-- Begin Supplied passage --
As we herald a new year, one of the more ironic reflections is while we live in a world that enables rapid interconnection driven by technological innovations, many of us feel more disconnected than ever before.
At a time when our burgeoning social networks mean we seem highly connected, we are lonelier than we have ever been.
Young people struggle to see themselves in the people they meet; they cannot fathom how they might fit in the tumultuous world before them. Elderly and dispossessed members of our communities feel ignored, devoid of agency and aching for companionship and conversation.
Most worrisome of all, people of all ages and walks of life are battling demons within, beset by worries, incapacitated by anxieties and unable to connect meaningfully with those around them.
Out of the darkness
The common thread for all who feel this disconnect is a darkness within and a failure to see the meaning and purpose that their efforts bring to those around them. Yet, as the Persian poet Hafez once wrote: “I wish I could show you when you are lonely, or in darkness, the astonishing light of your own being.”
We cannot allow our schools to be microcosms of our fractured society. There is a danger they come to reflect the uneasy dissonance, dissatisfied restlessness and fraying of the threads that bind diverse peoples together.
-- End Supplied passage --
-- Begin Dataset --
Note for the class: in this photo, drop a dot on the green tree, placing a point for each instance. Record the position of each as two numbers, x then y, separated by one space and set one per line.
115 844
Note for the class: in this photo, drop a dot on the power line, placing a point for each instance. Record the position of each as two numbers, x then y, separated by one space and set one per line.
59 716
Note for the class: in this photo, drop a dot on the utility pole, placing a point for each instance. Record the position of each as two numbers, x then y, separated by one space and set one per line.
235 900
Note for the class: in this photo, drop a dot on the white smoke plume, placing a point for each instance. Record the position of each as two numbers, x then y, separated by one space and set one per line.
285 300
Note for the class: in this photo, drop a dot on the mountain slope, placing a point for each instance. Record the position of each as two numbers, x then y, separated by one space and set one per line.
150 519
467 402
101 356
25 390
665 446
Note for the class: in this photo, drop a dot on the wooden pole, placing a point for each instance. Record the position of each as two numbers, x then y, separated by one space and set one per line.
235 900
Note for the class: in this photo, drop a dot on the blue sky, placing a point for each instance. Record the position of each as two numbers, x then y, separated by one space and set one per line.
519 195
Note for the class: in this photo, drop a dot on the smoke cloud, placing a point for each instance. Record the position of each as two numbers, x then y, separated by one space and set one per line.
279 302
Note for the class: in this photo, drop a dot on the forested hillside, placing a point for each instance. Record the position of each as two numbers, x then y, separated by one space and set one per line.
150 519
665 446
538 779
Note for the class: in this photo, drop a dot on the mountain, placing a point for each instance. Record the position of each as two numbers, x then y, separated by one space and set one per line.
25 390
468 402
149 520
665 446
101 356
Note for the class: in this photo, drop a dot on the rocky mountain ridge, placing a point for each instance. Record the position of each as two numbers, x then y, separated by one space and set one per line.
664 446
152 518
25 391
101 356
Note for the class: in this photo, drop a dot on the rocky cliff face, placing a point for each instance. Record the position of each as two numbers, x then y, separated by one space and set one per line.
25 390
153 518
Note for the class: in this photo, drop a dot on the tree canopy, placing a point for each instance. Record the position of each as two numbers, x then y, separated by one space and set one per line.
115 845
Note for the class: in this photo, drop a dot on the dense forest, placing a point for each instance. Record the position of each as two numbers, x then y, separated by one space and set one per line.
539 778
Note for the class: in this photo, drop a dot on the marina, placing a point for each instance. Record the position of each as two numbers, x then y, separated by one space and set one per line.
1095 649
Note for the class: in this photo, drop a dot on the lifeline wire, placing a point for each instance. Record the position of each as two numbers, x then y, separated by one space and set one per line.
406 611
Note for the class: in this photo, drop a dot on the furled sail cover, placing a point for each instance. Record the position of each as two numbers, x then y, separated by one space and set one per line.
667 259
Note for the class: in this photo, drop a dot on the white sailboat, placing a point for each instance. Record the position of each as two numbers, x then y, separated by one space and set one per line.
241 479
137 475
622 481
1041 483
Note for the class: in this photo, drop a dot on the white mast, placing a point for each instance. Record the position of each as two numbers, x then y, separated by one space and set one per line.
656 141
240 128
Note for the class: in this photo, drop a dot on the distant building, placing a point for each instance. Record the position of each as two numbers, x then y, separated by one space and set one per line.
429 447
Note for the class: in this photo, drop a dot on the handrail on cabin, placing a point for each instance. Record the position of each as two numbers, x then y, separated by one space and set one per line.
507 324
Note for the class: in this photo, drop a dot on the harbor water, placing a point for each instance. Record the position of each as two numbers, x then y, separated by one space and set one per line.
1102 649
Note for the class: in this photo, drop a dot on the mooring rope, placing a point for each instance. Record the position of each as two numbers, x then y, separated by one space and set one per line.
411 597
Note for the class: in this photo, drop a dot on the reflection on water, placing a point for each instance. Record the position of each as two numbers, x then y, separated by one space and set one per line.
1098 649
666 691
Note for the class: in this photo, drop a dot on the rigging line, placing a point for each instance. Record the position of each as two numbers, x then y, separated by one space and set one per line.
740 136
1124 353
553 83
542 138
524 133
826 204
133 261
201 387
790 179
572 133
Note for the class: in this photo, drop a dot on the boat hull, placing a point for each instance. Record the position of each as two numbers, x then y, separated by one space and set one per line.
-- End Dataset --
- _To-do list_
**1.** Reproduce the essay on loneliness word for word, from "Out of the darkness" up to and including "diverse peoples together.".
**2.** Find each line in the rows that contains the word "white", and copy all of those lines.
The essay on loneliness and the rows have no connection to each other.

- _Solutions to each task_
**1.**
Out of the darkness
The common thread for all who feel this disconnect is a darkness within and a failure to see the meaning and purpose that their efforts bring to those around them. Yet, as the Persian poet Hafez once wrote: “I wish I could show you when you are lonely, or in darkness, the astonishing light of your own being.”
We cannot allow our schools to be microcosms of our fractured society. There is a danger they come to reflect the uneasy dissonance, dissatisfied restlessness and fraying of the threads that bind diverse peoples together.

**2.**
Note for the class: in this photo, drop a dot on the white smoke plume, placing a point for each instance. Record the position of each as two numbers, x then y, separated by one space and set one per line.
Note for the class: in this photo, drop a dot on the white sailboat, placing a point for each instance. Record the position of each as two numbers, x then y, separated by one space and set one per line.
Note for the class: in this photo, drop a dot on the white mast, placing a point for each instance. Record the position of each as two numbers, x then y, separated by one space and set one per line.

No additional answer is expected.